• _Required work_:
Return the records that follow, matching each one exactly.

Saved entries
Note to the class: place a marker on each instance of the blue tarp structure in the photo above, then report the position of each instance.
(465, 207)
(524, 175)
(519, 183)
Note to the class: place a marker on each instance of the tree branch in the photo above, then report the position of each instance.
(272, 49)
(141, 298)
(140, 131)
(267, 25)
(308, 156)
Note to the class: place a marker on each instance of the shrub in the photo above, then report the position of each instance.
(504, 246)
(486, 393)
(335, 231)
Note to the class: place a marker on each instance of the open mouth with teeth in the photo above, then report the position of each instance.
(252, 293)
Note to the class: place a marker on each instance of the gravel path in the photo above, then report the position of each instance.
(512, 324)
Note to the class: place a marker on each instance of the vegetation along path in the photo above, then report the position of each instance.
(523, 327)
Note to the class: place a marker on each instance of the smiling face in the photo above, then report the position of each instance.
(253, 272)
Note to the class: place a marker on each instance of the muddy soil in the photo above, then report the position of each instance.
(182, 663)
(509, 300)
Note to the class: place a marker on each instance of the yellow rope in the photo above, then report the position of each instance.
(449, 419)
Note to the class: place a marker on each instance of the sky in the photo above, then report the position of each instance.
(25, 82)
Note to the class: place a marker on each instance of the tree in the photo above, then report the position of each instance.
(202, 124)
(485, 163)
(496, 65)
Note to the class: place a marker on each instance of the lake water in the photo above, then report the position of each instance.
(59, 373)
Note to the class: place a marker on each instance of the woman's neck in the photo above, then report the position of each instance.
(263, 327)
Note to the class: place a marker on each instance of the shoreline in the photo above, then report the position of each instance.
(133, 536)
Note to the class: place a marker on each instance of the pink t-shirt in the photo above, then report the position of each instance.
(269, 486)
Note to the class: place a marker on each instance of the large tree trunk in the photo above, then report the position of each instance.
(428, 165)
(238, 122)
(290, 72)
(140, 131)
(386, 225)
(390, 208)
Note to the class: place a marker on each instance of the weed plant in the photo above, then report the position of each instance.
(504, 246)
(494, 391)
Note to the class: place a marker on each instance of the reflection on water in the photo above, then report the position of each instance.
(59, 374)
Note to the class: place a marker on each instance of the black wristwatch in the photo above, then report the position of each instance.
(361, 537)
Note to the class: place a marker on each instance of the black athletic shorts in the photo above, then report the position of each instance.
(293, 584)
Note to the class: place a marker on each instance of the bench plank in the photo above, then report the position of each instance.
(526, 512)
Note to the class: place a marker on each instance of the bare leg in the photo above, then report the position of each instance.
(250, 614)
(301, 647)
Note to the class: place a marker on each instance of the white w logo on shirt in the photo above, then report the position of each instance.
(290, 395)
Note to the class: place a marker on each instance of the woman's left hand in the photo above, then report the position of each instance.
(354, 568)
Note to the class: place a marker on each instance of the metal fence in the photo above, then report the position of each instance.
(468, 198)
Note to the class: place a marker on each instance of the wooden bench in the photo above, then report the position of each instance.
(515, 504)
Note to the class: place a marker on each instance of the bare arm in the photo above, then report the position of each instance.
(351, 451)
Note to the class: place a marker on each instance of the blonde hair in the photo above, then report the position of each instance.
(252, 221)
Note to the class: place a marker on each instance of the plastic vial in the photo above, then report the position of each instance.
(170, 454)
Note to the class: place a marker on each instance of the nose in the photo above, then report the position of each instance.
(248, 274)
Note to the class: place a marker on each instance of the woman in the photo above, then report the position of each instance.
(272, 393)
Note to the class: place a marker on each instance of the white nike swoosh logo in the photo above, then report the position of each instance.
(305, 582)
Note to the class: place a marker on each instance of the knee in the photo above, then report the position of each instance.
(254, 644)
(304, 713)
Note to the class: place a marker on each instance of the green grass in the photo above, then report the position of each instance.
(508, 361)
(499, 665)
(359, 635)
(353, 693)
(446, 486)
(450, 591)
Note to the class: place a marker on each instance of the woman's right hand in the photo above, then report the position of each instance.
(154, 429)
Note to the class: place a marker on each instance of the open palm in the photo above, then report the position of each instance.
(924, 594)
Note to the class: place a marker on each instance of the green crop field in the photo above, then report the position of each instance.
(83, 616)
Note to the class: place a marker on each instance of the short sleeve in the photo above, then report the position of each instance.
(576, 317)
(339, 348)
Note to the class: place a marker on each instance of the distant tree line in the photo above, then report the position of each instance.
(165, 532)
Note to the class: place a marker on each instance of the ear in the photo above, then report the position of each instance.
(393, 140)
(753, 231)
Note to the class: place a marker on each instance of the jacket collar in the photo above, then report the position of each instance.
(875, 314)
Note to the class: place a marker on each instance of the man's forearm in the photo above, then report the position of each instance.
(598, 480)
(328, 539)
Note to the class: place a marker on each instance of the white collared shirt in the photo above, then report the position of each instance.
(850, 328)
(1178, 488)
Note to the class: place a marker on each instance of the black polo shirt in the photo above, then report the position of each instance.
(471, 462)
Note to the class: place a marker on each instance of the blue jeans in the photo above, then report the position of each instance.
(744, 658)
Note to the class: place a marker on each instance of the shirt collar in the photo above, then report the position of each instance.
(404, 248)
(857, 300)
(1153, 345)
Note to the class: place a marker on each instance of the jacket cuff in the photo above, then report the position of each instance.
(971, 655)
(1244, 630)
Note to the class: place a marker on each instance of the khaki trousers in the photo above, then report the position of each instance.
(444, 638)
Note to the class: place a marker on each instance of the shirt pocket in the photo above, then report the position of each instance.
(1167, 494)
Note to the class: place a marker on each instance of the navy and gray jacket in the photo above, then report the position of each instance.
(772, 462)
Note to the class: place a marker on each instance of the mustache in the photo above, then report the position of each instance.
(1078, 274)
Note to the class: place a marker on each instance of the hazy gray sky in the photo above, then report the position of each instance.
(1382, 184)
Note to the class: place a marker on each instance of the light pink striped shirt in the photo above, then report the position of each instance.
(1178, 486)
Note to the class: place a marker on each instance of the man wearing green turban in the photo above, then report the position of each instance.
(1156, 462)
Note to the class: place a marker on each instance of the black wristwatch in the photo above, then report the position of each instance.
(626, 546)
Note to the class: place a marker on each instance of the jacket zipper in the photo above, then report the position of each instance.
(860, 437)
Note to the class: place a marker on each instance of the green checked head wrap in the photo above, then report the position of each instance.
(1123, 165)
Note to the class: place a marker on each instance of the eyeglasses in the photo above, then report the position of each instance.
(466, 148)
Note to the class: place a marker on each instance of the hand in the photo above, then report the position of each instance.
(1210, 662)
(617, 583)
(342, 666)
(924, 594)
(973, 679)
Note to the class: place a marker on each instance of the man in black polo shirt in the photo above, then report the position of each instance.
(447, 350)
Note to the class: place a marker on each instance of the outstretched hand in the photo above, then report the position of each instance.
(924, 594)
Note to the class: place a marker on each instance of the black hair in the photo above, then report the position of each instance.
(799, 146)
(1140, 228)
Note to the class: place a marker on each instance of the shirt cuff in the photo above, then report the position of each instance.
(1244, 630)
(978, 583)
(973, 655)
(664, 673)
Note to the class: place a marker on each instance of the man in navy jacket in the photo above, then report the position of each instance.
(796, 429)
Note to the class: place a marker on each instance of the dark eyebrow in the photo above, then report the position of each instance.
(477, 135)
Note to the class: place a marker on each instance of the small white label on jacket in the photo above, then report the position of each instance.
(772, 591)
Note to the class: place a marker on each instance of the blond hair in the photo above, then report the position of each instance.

• _Your solution_:
Note to the class: place a marker on each instance of the blue tarp structure in the photo above, then report the position of each instance.
(465, 207)
(524, 175)
(519, 183)
Note to the class: place a marker on each instance of the tree branch in the photo above, then report the position of each instance.
(272, 49)
(141, 298)
(140, 131)
(267, 25)
(308, 156)
Note to the class: place a marker on each instance of the shrub in the photo above, then report the position of each instance.
(504, 246)
(486, 393)
(335, 231)
Note to the class: place a marker on each instance of the open mouth with teeth in the photo above, then report the position of each instance.
(252, 293)
Note to the class: place a marker on each instance of the gravel path in the photo above, then report the position of each instance.
(512, 324)
Note to the class: place a marker on each instance of the vegetation along path in the photo above, then report the position of each instance.
(523, 327)
Note to the class: place a marker on each instance of the smiling face in the photo above, then report the position of each instance.
(253, 272)
Note to the class: place a marker on each instance of the muddy soil in the photo above, then report the position of each instance.
(182, 663)
(509, 300)
Note to the class: place a marker on each instance of the yellow rope in the photo above, then report the position of each instance.
(449, 419)
Note to the class: place a marker on each instance of the sky in the photo above, then report the position of each instance.
(25, 82)
Note to the class: place a marker on each instance of the tree in the photo above, then report the position of each instance.
(202, 124)
(485, 163)
(496, 65)
Note to the class: place a marker on each instance of the lake water in the photo above, then report the position of each instance.
(59, 373)
Note to the class: place a marker on each instance of the woman's neck in the photo above, then report the position of each instance.
(263, 327)
Note to the class: place a marker on each instance of the shoreline in the photo above, then report the position of each instance.
(133, 536)
Note to the class: place a marker on each instance of the pink t-shirt in the photo above, then report the position of each instance.
(269, 486)
Note to the class: place a marker on each instance of the large tree trunk in the photo above, then report the position of each instance.
(428, 165)
(238, 122)
(290, 72)
(140, 131)
(386, 225)
(390, 208)
Note to the class: place a marker on each instance of the weed plant in the photo above, then report the position of each instance.
(504, 246)
(494, 391)
Note to the class: place a marker on each instance of the reflection on water in the photo above, then report the position of each instance.
(59, 374)
Note to the class: place a marker on each instance of the black wristwatch in the photo above, then report the position of each instance.
(361, 537)
Note to the class: place a marker on each instance of the black athletic shorts in the photo above, then report the position of each instance.
(293, 584)
Note to the class: place a marker on each instance of the bench plank in the photo above, then report the position of each instance.
(526, 512)
Note to the class: place a marker on each instance of the bare leg in the photo above, then report the position of each instance.
(250, 614)
(301, 647)
Note to the class: place a marker on each instance of the white w logo on shirt in the photo above, then report the position of each instance.
(290, 395)
Note to the class: place a marker on each instance of the woman's left hand in the photo above, then report the position of each instance.
(354, 568)
Note to the class: place a marker on each instance of the metal fence in the photo above, then report the position of each instance.
(468, 198)
Note to the class: place a marker on each instance of the wooden bench in the photo above, then report the position of each instance.
(515, 504)
Note to the class: place a marker on each instance of the bare arm in the photo above, then report the position of each instance.
(351, 451)
Note to the class: place a marker on each instance of the blonde hair in the photo above, then report the position of each instance.
(252, 221)
Note to the class: place a marker on each instance of the plastic vial in the photo above, then report the position of each instance.
(170, 454)
Note to the class: place a marker on each instance of the nose in the photo above, then report the position of each instance.
(248, 274)
Note to the class: place a marker on each instance of the woman in the photo above, then report the position of each instance.
(272, 393)
Note to the class: place a marker on each instance of the white nike swoosh logo in the photo above, then report the position of each instance.
(305, 582)
Note to the class: place a marker on each instance of the knee in the photo above, then report the position of each instance.
(254, 644)
(304, 713)
Note to the class: place a marker on each instance of the green grass in the photo above, then report the position of each instance.
(508, 361)
(499, 665)
(359, 635)
(353, 693)
(446, 486)
(450, 591)
Note to the class: place a marker on each instance of the woman's right hand in the photo above, then report the position of each instance.
(154, 429)
Note to the class: place a marker on each instance of the open palm in the photo above, then report the position of each instance.
(924, 594)
Note to the class: place a marker on each instance of the green crop field in the photo above, then report the position of each instance.
(83, 616)
Note to the class: place a marker on each instance of the short sleeve in the photo above, then report the position of each instance.
(576, 317)
(339, 348)
Note to the class: place a marker on each instance of the distant tree line in the photo above, then report the position of each instance.
(165, 532)
Note to the class: place a marker on each instance of the ear in the photo above, then report the position of each instance.
(393, 140)
(753, 231)
Note to the class: place a marker on each instance of the jacket collar in the photo above, then report the position of each instance.
(875, 314)
Note to the class: place a marker on each instance of the man's forearm in the photo above, then report the position of each instance.
(598, 480)
(328, 539)
Note to the class: place a marker on each instance of the white collared shirt in the photo above, then report the position of each instance.
(850, 328)
(1178, 488)
Note to the class: place a marker on each instance of the black polo shirt in the photo above, then report the position of each instance.
(471, 462)
Note to the class: place a marker on each instance of the blue jeans in the photo above, then report the position of each instance.
(744, 658)
Note to the class: place a marker on each instance of the shirt collar in the photo above, then report the position of each instance.
(404, 248)
(857, 300)
(1153, 345)
Note to the class: place a marker on each instance of the jacket cuff in the photo above, then report the position of each instance.
(971, 655)
(1244, 630)
Note to the class: place a marker on each instance of the khaki trousers in the photo above, then report the position of each instance.
(444, 638)
Note to the class: place a marker on each instance of the shirt pocket in the photo above, then report the position of each instance.
(1167, 494)
Note to the class: place a marker on each instance of the navy and gray jacket in the photo above, then report the position of each instance.
(772, 462)
Note to the class: place a marker on each instance of the mustache in the photo above, then report the position of each instance.
(1078, 274)
Note to the class: place a marker on each instance of the hazy gray sky in the photo above, then report the position of each instance.
(1382, 184)
Note to the class: place a marker on each instance of the light pink striped shirt in the photo above, then report the position of each instance.
(1178, 486)
Note to the class: place a marker on each instance of the man wearing green turban in the photo above, then report the position of each instance.
(1156, 462)
Note to the class: place a marker on each instance of the black wristwatch in the photo above, then report the position of each instance.
(626, 546)
Note to the class: place a marker on each instance of the jacket zipper in the photo above, then report the position of each instance.
(860, 437)
Note to the class: place a marker on each instance of the green checked head wrap in the photo above, then report the position of each instance.
(1123, 165)
Note to the class: place a marker on each instance of the eyeglasses in the photo above, then report the position of each instance.
(466, 148)
Note to the class: place a marker on each instance of the hand in the photo above, then report the position of each instance.
(1210, 662)
(617, 583)
(342, 666)
(924, 594)
(973, 679)
Note to the class: place a marker on each instance of the man in black polo shirt in the photo above, then report the position of each instance.
(447, 350)
Note to the class: place a marker on each instance of the outstretched hand in the photo above, then report the position of each instance.
(924, 594)
Note to the class: place a marker on each instance of the black hair in the photo above, then report the position of each instance.
(799, 146)
(1140, 228)
Note to the class: place a marker on each instance of the shirt cuff in the photo above, then report the position of each instance.
(1244, 630)
(978, 583)
(973, 655)
(664, 673)
Note to the class: place a marker on each instance of the man in navy jacket in the photo above, then report the position of each instance.
(796, 429)
Note to the class: place a marker on each instance of the dark eyebrow in the photo above, then report the position of each instance.
(477, 135)
Note to the class: place a marker on each instance of the small white label on jacket in the photo above, then report the position of each instance.
(772, 591)
Note to the class: place a marker on each instance of the blond hair in the photo above, then report the position of each instance.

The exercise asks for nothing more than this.